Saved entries
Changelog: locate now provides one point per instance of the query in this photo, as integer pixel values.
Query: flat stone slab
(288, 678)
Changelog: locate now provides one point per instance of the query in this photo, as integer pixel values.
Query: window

- **Your objective**: Copy out every line of the material above word for word, changing nothing.

- **Task output**:
Changelog: locate now provides one point per instance of the query in this photo, as integer pixel values.
Query: flat stone slab
(288, 678)
Changelog: locate now provides one point per instance of the query in this photo, as integer pixel values.
Query: window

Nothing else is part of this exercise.